Prompt:
Arrange the records from the start through the line containing "point(77, 199)" as a two-column CSV headed instruction and answer. Put one row per record, with each field quoted and any line breaks replaced by spaces.

Task input:

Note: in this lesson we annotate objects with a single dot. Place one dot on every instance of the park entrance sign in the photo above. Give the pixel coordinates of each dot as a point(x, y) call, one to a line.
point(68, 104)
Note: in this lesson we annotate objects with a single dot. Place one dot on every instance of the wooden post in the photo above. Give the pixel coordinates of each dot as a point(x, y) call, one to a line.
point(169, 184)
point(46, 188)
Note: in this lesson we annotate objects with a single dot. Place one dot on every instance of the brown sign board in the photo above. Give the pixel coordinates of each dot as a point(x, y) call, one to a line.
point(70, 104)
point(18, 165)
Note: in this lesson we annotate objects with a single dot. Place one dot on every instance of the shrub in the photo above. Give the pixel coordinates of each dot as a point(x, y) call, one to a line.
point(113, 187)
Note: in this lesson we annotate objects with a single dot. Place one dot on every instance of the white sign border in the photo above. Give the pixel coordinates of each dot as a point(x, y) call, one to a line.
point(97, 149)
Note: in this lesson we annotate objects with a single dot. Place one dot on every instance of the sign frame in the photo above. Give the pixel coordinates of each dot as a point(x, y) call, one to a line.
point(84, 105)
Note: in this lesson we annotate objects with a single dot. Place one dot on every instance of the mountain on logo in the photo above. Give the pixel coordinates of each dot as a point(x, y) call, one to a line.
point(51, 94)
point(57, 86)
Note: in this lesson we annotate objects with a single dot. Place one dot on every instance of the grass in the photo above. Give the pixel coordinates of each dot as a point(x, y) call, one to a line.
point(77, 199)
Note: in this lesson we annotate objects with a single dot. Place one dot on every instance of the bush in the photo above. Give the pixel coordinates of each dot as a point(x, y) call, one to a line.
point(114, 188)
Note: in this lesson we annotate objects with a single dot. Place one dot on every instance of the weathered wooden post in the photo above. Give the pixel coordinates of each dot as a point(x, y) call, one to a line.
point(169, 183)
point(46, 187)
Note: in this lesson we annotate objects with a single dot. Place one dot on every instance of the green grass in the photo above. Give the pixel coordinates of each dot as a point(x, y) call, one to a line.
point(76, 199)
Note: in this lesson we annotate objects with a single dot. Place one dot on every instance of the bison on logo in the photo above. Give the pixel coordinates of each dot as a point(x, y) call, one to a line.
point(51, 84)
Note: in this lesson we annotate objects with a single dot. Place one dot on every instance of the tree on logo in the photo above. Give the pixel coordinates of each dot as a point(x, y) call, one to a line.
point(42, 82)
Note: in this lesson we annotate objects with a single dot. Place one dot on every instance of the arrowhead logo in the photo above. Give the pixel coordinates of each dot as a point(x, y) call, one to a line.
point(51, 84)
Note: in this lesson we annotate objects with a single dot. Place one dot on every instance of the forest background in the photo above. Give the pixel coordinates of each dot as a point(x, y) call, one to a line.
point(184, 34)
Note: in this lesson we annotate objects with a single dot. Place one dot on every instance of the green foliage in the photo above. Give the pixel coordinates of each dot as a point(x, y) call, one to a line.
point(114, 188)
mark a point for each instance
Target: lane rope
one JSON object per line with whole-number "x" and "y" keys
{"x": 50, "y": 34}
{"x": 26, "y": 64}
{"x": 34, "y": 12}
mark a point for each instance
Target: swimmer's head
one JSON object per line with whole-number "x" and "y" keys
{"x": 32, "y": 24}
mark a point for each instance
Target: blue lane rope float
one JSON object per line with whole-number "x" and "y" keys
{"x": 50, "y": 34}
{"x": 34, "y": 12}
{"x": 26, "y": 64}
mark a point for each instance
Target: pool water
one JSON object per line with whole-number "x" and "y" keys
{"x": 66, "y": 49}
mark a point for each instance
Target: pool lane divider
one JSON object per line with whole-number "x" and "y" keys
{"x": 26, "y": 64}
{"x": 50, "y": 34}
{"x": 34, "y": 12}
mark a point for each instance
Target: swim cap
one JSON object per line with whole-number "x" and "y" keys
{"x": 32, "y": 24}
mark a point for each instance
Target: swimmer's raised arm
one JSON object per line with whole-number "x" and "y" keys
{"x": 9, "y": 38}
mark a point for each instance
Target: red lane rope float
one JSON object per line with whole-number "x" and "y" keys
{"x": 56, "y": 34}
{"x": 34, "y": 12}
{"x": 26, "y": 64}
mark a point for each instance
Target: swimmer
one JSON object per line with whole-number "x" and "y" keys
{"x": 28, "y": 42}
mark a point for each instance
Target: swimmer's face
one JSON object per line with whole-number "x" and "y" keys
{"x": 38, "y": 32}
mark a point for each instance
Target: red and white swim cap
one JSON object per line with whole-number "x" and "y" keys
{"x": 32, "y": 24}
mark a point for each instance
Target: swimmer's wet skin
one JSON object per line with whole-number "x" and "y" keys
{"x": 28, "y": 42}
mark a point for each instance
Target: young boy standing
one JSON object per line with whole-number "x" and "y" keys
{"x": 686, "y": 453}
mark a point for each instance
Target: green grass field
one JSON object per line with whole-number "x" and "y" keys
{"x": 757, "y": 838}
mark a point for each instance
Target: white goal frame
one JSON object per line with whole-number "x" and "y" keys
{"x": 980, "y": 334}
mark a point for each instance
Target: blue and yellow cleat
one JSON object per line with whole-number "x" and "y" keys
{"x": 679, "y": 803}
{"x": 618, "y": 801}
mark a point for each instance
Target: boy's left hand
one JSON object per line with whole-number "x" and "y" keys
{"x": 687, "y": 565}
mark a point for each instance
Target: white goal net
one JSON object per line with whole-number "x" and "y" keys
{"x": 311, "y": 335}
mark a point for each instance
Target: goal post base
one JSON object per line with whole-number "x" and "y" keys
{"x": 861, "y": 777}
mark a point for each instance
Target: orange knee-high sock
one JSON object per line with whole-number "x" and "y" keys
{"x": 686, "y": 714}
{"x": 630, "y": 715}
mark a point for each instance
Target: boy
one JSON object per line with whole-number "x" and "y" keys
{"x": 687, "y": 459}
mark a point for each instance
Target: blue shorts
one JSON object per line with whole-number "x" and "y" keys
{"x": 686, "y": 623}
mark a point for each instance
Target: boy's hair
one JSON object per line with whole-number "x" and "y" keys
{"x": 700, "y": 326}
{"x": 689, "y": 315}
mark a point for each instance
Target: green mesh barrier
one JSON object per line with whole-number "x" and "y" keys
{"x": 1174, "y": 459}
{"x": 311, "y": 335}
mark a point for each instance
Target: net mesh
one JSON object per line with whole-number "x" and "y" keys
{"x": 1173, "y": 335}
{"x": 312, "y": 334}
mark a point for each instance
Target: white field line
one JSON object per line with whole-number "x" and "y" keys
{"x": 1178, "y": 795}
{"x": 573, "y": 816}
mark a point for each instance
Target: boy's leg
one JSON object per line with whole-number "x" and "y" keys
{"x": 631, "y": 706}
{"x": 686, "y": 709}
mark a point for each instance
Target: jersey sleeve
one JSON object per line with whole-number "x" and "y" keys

Written solution:
instruction,answer
"Note: in this lesson we annotate objects with a single dot. Place one dot on every instance of the park entrance sign in the photo above. Give the pixel coordinates of each dot as a point(x, y) call, one to a line.","point(68, 104)"
"Note: in this lesson we annotate objects with a single dot. Place one dot on every instance of the wooden post in the photo above. Give the pixel coordinates of each dot as a point(x, y) call, one to a line.","point(169, 184) point(46, 188)"
"Note: in this lesson we annotate objects with a single dot. Place one dot on every instance of the brown sign board in the photo above. Give the pixel coordinates of each dot as a point(x, y) call, one to a line.","point(70, 104) point(18, 165)"
"Note: in this lesson we annotate objects with a single dot. Place one dot on every instance of the shrub in the photo above. Give the pixel coordinates of each dot as a point(x, y) call, one to a line.","point(113, 187)"
"Note: in this lesson we annotate objects with a single dot. Place one dot on every instance of the white sign border in the photo above. Give the pixel coordinates of each dot as a point(x, y) call, one to a line.","point(97, 149)"
"Note: in this lesson we annotate objects with a single dot. Place one dot on every instance of the sign frame in the photo above. Give the pixel coordinates of each dot as a point(x, y) call, one to a line.","point(84, 105)"
"Note: in this lesson we annotate objects with a single dot. Place one dot on every instance of the mountain on logo in the photo above. Give the pixel coordinates of each dot as a point(x, y) call, one to a line.","point(51, 94) point(57, 86)"
"Note: in this lesson we annotate objects with a single dot. Place one dot on every instance of the grass in the photo above. Give the pixel coordinates of each dot as a point(x, y) call, one to a line.","point(77, 199)"